-- begin Exercise data --

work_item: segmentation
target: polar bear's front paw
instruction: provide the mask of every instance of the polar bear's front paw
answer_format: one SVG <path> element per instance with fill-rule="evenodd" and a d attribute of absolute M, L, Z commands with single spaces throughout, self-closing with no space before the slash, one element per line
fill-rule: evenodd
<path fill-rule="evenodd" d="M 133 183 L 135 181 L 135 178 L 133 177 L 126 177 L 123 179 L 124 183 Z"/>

-- end Exercise data --
-- begin Exercise data --

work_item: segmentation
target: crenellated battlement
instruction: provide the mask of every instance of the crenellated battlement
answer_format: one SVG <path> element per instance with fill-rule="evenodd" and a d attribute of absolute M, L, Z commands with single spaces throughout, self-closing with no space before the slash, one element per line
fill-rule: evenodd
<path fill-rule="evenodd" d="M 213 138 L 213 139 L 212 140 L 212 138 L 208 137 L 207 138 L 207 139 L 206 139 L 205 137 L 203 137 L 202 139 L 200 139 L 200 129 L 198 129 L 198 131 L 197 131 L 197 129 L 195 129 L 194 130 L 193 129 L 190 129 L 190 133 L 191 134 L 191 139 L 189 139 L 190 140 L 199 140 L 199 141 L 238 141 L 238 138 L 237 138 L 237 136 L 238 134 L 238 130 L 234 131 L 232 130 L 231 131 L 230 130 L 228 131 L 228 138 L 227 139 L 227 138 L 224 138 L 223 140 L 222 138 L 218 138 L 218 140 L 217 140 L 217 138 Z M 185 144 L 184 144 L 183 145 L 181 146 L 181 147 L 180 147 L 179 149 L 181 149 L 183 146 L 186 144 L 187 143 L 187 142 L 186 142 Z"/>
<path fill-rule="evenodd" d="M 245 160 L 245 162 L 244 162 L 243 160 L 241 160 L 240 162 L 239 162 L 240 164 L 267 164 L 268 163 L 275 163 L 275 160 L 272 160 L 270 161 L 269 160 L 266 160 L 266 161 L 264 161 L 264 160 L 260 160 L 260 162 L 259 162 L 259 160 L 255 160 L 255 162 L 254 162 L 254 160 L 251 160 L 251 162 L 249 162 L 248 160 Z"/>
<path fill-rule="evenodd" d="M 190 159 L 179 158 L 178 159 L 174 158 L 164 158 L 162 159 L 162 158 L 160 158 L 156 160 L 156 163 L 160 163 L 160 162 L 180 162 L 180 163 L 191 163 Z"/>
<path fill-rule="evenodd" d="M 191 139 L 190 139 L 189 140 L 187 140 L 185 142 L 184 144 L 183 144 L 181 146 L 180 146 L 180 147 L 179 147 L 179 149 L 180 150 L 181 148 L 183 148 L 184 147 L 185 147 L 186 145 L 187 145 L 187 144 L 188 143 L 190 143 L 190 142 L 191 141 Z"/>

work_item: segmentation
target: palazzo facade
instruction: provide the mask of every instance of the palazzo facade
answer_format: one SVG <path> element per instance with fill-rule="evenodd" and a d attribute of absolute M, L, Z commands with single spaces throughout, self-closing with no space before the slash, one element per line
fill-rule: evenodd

-- end Exercise data --

▶ _Given exercise_:
Pull out every line in the rows above that contains the string "facade", matching case exactly, and copy each one unchanged.

▶ _Exercise result_:
target: palazzo facade
instruction: provide the mask of every instance of the palazzo facade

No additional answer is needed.